Work instructions: Recast every line of the rows below as a two-column Markdown table, with the line number under "No." and the line itself under "Text". Leave out blank lines.

Data lines:

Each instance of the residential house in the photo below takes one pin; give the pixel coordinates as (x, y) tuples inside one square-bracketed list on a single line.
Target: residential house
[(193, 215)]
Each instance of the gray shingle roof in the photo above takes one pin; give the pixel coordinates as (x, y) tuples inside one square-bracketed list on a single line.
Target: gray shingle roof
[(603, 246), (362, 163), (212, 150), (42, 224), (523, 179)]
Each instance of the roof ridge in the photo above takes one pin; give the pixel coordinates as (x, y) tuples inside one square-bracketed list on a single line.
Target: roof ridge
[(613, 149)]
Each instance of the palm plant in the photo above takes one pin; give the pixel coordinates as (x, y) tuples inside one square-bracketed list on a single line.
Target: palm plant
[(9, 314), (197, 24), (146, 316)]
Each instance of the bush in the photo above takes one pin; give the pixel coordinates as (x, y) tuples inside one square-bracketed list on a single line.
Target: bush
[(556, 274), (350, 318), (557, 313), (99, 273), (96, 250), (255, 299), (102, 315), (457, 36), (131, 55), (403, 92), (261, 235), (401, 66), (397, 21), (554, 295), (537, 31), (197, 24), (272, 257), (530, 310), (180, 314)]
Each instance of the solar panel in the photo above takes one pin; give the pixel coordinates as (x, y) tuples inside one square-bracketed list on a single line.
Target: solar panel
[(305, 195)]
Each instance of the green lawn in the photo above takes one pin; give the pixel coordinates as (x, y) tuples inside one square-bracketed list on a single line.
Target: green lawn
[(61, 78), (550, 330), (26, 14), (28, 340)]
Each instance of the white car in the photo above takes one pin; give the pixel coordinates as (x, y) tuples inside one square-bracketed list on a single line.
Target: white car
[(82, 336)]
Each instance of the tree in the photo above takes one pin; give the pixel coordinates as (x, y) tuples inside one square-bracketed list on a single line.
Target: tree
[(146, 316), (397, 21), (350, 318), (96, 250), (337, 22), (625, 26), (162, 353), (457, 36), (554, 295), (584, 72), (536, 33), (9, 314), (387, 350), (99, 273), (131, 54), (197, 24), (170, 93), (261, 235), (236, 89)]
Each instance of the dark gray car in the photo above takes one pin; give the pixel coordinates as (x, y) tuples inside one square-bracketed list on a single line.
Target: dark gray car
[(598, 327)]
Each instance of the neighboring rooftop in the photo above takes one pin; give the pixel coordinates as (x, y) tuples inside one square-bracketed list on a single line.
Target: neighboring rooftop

Exercise solution:
| No. | Text |
|---|---|
| 1 | Each instance of the residential house in the photo below takes one pin; give the pixel coordinates as (x, y) tuples inside one square-bracketed list on a single line. |
| 2 | Target: residential house |
| 3 | [(193, 215)] |
| 4 | Each instance of the gray shingle roof in the photo above takes one pin; give the pixel coordinates as (x, y) tuples inside one square-bracketed list on a single line. |
| 5 | Target: gray shingle roof |
| 6 | [(603, 246), (362, 163), (212, 150), (42, 224), (523, 179)] |
| 7 | Each instance of the roof ridge in the photo above takes one pin; give the pixel coordinates as (x, y) tuples inside one square-bracketed list on a single line. |
| 8 | Target: roof ridge |
| 9 | [(613, 149)] |
| 10 | Each instance of the palm plant in the photo above takes one pin; give the pixel coordinates as (x, y) tuples inside one square-bracketed list on a single line. |
| 11 | Target: palm plant |
| 12 | [(9, 314), (197, 24), (146, 316)] |
| 13 | Each instance of the bush in the photo above takes one pin; give the pixel coordinates as (x, y) tuples inside one square-bracketed list on a single line. |
| 14 | Target: bush |
| 15 | [(556, 274), (350, 318), (557, 313), (99, 273), (96, 250), (255, 299), (102, 315), (457, 36), (131, 55), (403, 92), (261, 235), (401, 66), (397, 21), (554, 295), (537, 31), (197, 24), (272, 257), (530, 310), (180, 314)] |
| 16 | Each instance of the solar panel in the photo above takes one pin; give the pixel coordinates as (x, y) tuples inside one square-bracketed list on a single line. |
| 17 | Target: solar panel |
| 18 | [(305, 195)] |
| 19 | Each instance of the green lawn in the photo above takes one pin; give the pixel coordinates as (x, y) tuples inside one square-bracketed list on a single line. |
| 20 | Target: green lawn |
| 21 | [(61, 78), (550, 330), (26, 14), (28, 340)] |
| 22 | Each instance of the white car in the photo above takes one pin; give the pixel coordinates as (x, y) tuples inside one square-bracketed list on a single line. |
| 23 | Target: white car |
| 24 | [(82, 336)] |
| 25 | Each instance of the tree in the photo above takes one pin; give the pixel coordinates as (x, y) tuples inside one square-bracketed list on a single line. |
| 26 | Target: tree |
| 27 | [(146, 316), (397, 21), (350, 318), (96, 250), (337, 22), (625, 26), (162, 353), (457, 36), (554, 295), (584, 72), (536, 33), (9, 314), (387, 350), (99, 273), (131, 54), (197, 24), (170, 93), (261, 235), (236, 89)] |
| 28 | Each instance of the dark gray car in the photo above takes one pin; give the pixel coordinates as (x, y) tuples inside one square-bracketed list on a single line. |
| 29 | Target: dark gray car |
| 30 | [(598, 327)] |
| 31 | Each instance of the neighboring rooftop in the photo above takes one pin; give the pixel coordinates as (x, y) tuples inside one square-bracketed list on a single line. |
| 32 | Target: neighboring rooftop |